Required tasks:
(A) In the article on the Texas election map dispute, on what date did the federal court panel rule that the map was illegally crafted?
(B) List every person named in the article on the Texas election map dispute.

Selected extract:
------------------------------

Supreme Court Puts Texas Election Map Dispute On Hold

A last-minute Supreme Court order leaves Texas congressional candidates in limbo as legal battles over gerrymandering and voting rights intensify ahead of the 2026 elections.

Political drama is once again unfolding in Texas, where the fate of congressional districts—and potentially the balance of power in the U.S. House of Representatives—hangs in the balance. In a whirlwind of court rulings, appeals, and last-minute legal maneuvers, the state’s 2025 redistricting map has become a lightning rod for controversy, pitting Republican lawmakers against federal judges, and leaving candidates and election officials in a state of limbo.

It all began last summer, when Texas Republicans, at the request of former President Donald Trump, redrew the state’s congressional map. The aim? To secure up to five additional House seats for the GOP in the pivotal 2026 midterm elections. The move was bold, and, as it turns out, deeply contentious. According to The Dallas Morning News, the new map was quickly challenged in federal court, with plaintiffs alleging that it amounted to racial gerrymandering designed to dilute the voting power of minority communities.

On November 18, 2025, a federal court panel—led by Judge Jeffrey V. Brown, a Trump appointee—ruled 2-1 that the map was indeed illegally crafted to weaken minority voting power. Judge Brown granted a preliminary injunction, which would have forced Texas to revert to its previous 2021 map. But the story didn’t end there. Justice Jerry E. Smith issued a fiery dissent, and the case was promptly appealed.

------------------------------

Dataset records:

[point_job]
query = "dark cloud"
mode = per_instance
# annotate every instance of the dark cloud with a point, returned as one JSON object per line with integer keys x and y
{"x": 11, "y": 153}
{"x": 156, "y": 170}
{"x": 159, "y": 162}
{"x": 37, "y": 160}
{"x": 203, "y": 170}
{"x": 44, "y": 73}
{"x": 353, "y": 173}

------------------------------

Expected outputs:
(A) November 18, 2025

(B) Donald Trump, Jeffrey V. Brown, Jerry E. Smith